**DIRECTIVE**
Please reproduce the material below word for word, leaving out the pictures.
* * *
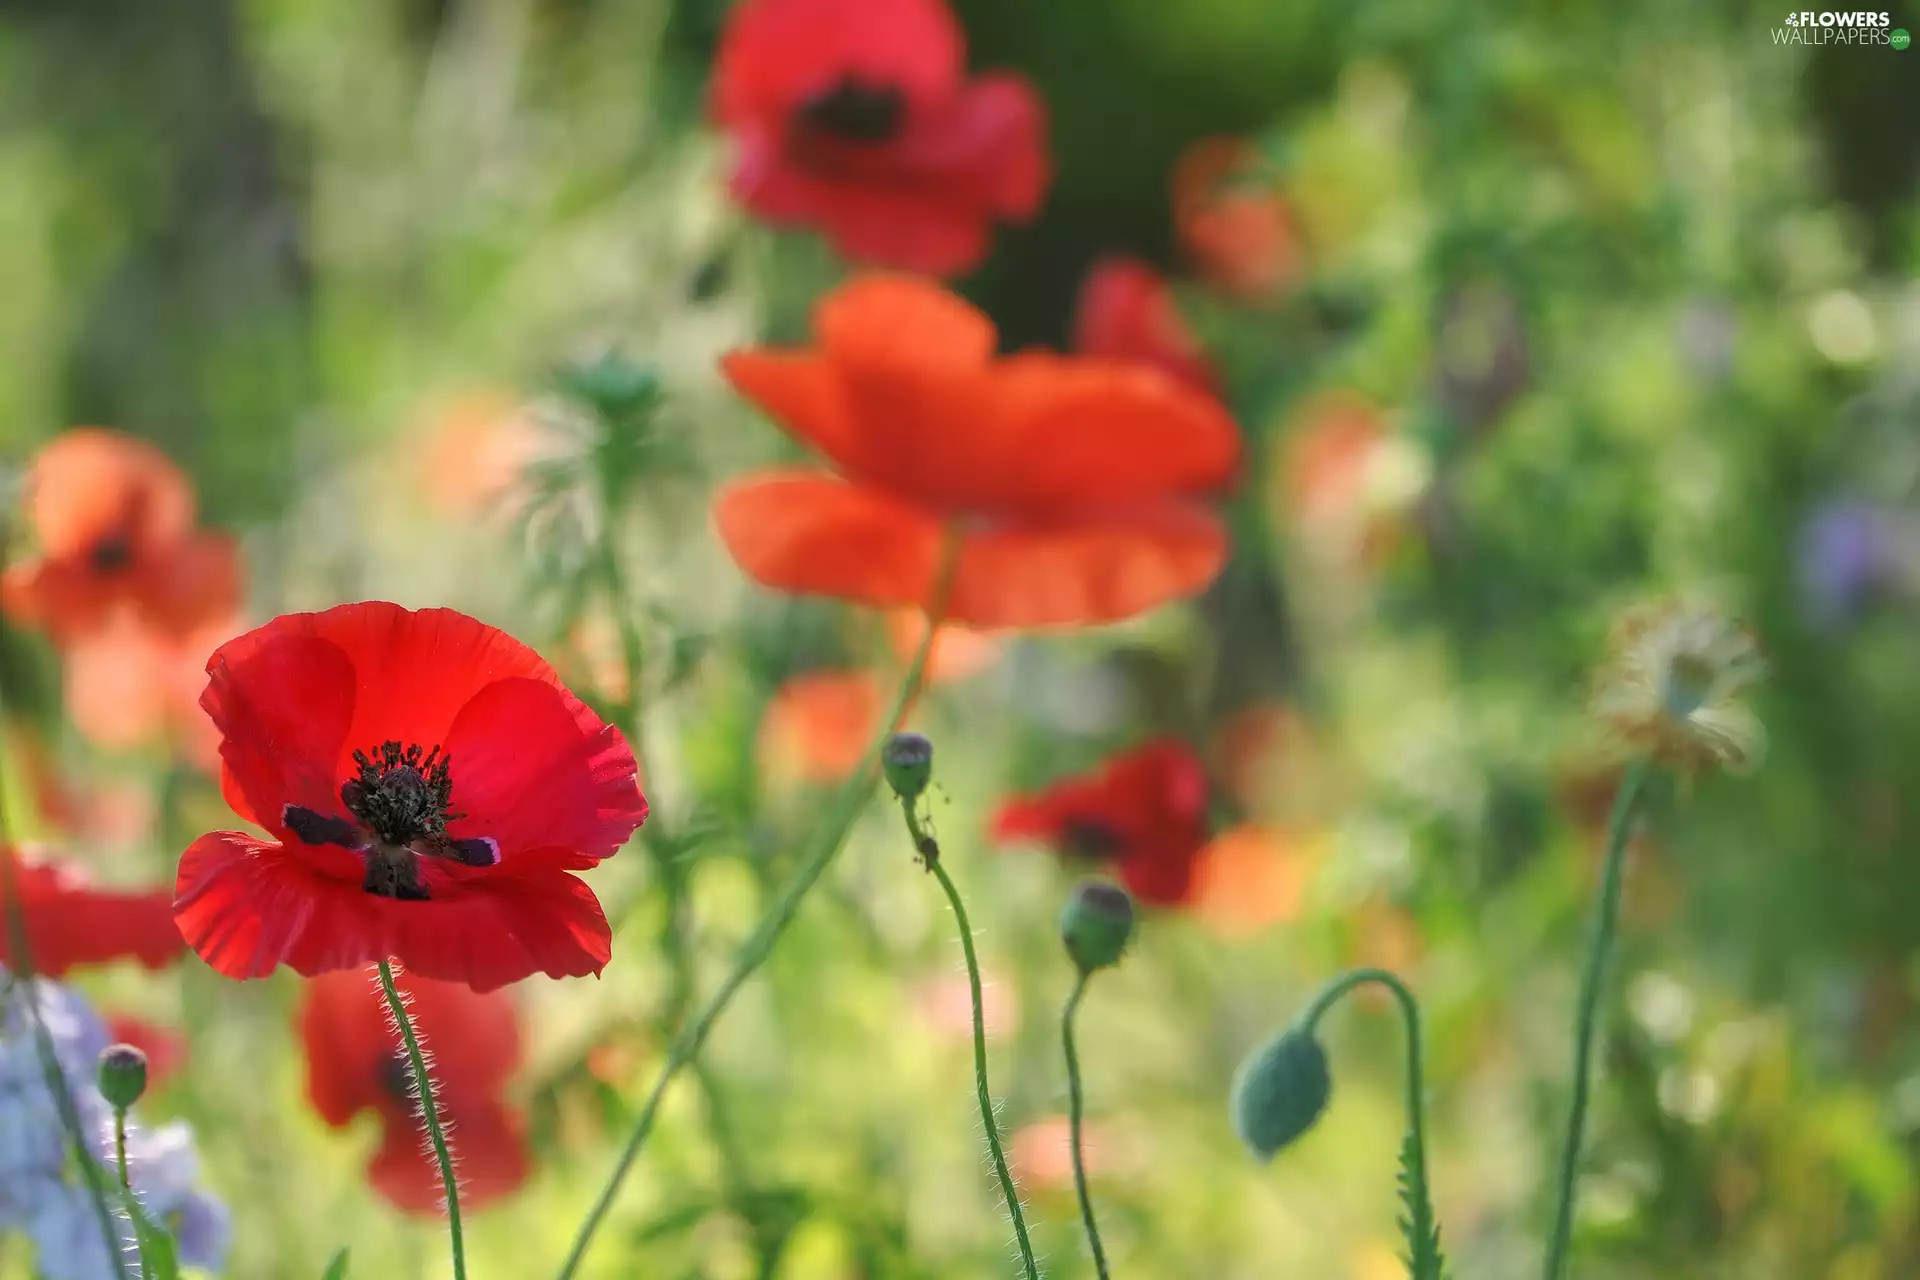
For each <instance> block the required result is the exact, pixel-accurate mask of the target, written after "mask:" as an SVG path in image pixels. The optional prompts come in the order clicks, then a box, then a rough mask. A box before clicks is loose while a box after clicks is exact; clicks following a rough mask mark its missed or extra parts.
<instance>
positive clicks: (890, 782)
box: [879, 733, 933, 804]
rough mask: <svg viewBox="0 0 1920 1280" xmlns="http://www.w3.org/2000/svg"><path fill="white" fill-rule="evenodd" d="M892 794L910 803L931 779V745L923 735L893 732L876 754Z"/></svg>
mask: <svg viewBox="0 0 1920 1280" xmlns="http://www.w3.org/2000/svg"><path fill="white" fill-rule="evenodd" d="M879 764H881V768H883V770H885V771H887V785H889V787H893V794H897V796H900V800H904V802H908V804H912V802H914V800H918V798H920V793H922V791H925V789H927V783H929V781H931V779H933V743H929V741H927V737H925V735H924V733H895V735H893V737H889V739H887V745H885V747H883V748H881V752H879Z"/></svg>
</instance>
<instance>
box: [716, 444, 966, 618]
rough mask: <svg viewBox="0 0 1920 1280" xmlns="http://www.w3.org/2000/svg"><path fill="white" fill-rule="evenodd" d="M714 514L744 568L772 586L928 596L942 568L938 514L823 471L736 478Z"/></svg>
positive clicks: (791, 590)
mask: <svg viewBox="0 0 1920 1280" xmlns="http://www.w3.org/2000/svg"><path fill="white" fill-rule="evenodd" d="M714 524H716V526H718V530H720V539H722V541H724V543H726V547H728V551H730V553H732V555H733V560H735V562H737V564H739V566H741V568H743V570H745V572H747V576H749V578H753V580H755V581H758V583H760V585H764V587H774V589H776V591H795V593H803V595H831V597H837V599H843V601H854V603H858V604H922V603H925V597H927V593H929V591H931V589H933V576H935V570H937V568H939V547H941V528H939V522H937V520H933V518H931V516H927V514H925V512H920V510H914V509H912V507H906V505H902V503H897V501H893V499H891V497H887V495H883V493H876V491H872V489H862V487H856V486H851V484H845V482H841V480H835V478H833V476H828V474H824V472H766V474H760V476H749V478H745V480H735V482H733V484H730V486H726V487H724V489H722V491H720V495H718V497H716V499H714Z"/></svg>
* * *
**REPLY**
For each <instance> block the required result is the exact, pixel-accurate mask of the target, written after "mask:" as an SVG path in image pixels. The optional prompts come in the order clicks, then a box, then a rough mask. A box before clicks is loose while a box after clicks is exact; clicks following a rough mask mark its missed or extra parts.
<instance>
positive clicks: (890, 782)
box: [879, 733, 933, 804]
rough mask: <svg viewBox="0 0 1920 1280" xmlns="http://www.w3.org/2000/svg"><path fill="white" fill-rule="evenodd" d="M892 794L910 803L931 779V745L923 735L893 732L876 754Z"/></svg>
mask: <svg viewBox="0 0 1920 1280" xmlns="http://www.w3.org/2000/svg"><path fill="white" fill-rule="evenodd" d="M879 764H881V768H883V770H885V771H887V785H889V787H893V794H897V796H900V800H904V802H908V804H912V802H914V800H918V798H920V793H922V791H925V789H927V783H929V781H931V779H933V743H929V741H927V737H925V735H924V733H895V735H893V737H889V739H887V745H885V747H883V748H881V752H879Z"/></svg>
</instance>
<instance>
box: [716, 444, 966, 618]
rough mask: <svg viewBox="0 0 1920 1280" xmlns="http://www.w3.org/2000/svg"><path fill="white" fill-rule="evenodd" d="M714 514L744 568L772 586L928 596L942 568L938 514L823 471L736 478Z"/></svg>
positive clicks: (791, 590)
mask: <svg viewBox="0 0 1920 1280" xmlns="http://www.w3.org/2000/svg"><path fill="white" fill-rule="evenodd" d="M714 524H716V526H718V530H720V539H722V541H724V543H726V547H728V551H730V553H732V555H733V560H735V562H737V564H739V566H741V568H743V570H745V572H747V576H749V578H753V580H755V581H758V583H760V585H764V587H774V589H776V591H795V593H803V595H831V597H837V599H843V601H854V603H858V604H922V603H925V597H927V593H929V591H931V589H933V576H935V570H937V568H939V547H941V528H939V522H937V520H933V518H931V516H927V514H925V512H920V510H914V509H912V507H906V505H902V503H897V501H893V499H891V497H887V495H883V493H876V491H872V489H862V487H856V486H851V484H845V482H841V480H835V478H833V476H828V474H824V472H766V474H760V476H749V478H745V480H735V482H733V484H730V486H726V487H724V489H722V491H720V495H718V497H716V499H714Z"/></svg>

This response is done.